▶ **What you will do**
Exactly as written, print every line of the listing below and omit its pictures.
Material supplied below:
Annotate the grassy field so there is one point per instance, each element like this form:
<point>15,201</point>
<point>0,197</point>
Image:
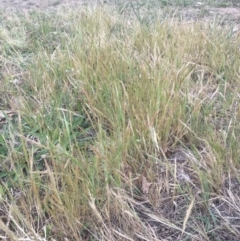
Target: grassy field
<point>118,123</point>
End of Material supplied.
▶ **Output of the task**
Annotate the grassy field so there is one point per instance, each element like this form:
<point>15,201</point>
<point>0,197</point>
Image:
Target: grassy field
<point>118,123</point>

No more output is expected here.